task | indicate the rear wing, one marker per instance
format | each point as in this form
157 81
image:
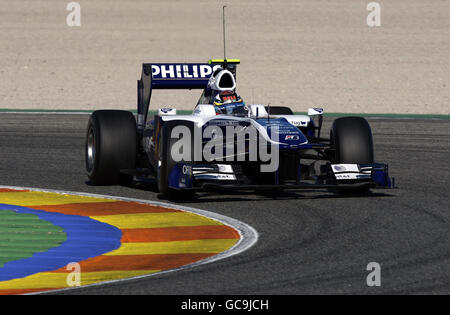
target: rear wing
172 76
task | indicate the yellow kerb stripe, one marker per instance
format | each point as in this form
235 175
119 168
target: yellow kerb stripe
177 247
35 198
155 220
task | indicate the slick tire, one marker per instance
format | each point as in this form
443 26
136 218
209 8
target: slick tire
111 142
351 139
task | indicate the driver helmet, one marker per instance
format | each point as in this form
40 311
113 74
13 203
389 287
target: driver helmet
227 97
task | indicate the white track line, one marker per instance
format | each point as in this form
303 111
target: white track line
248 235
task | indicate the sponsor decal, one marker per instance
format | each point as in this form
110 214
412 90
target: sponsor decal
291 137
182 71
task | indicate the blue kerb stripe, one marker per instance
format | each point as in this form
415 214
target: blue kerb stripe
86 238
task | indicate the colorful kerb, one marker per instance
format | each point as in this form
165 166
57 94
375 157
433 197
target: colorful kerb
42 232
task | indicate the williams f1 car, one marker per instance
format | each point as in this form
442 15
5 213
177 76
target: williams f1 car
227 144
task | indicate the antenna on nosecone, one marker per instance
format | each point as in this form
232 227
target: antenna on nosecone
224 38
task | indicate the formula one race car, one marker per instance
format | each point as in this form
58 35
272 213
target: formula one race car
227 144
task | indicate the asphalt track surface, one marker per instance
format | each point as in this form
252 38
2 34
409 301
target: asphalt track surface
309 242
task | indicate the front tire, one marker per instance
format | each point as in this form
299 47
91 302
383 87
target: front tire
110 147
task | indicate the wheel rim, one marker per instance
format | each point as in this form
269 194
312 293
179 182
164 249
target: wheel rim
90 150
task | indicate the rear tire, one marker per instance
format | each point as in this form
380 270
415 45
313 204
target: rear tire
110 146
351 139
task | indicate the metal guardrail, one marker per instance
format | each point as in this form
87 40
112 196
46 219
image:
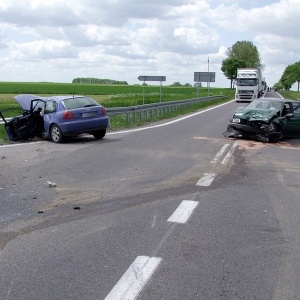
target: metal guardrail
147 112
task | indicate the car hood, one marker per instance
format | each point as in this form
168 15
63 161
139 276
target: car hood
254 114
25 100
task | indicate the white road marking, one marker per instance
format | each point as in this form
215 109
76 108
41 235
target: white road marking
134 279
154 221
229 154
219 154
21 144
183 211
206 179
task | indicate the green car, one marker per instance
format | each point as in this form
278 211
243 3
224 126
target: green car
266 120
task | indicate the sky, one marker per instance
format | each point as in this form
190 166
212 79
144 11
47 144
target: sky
* * *
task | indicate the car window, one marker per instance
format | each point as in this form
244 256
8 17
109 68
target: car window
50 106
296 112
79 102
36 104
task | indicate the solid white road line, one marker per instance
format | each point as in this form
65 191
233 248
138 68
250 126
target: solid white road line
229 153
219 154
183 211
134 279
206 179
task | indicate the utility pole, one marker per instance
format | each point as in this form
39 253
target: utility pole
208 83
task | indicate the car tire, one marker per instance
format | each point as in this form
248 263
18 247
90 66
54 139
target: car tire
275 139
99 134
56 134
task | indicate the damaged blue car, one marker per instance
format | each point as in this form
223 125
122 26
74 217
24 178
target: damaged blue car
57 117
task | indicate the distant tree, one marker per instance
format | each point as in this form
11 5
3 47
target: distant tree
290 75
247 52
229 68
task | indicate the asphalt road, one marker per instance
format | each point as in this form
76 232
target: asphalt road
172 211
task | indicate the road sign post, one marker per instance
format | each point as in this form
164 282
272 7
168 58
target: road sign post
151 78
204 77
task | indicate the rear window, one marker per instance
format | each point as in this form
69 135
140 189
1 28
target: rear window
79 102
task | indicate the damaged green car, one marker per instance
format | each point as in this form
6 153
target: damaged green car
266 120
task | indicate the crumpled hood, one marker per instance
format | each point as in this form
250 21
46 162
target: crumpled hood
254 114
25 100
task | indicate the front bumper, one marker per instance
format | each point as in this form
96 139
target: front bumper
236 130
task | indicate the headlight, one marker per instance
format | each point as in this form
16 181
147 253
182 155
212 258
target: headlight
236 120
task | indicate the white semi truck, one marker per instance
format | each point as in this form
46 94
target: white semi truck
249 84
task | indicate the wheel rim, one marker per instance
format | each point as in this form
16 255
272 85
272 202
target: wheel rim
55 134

§ **TASK PROMPT**: Extract every line in the listing above that contains the word "damaged", treating uppercase and lowercase as distinct.

§ **WRITTEN SOLUTION**:
task | indicate the damaged blue car, one marker per instance
target: damaged blue car
task | indicate the damaged green car, one marker per instance
target: damaged green car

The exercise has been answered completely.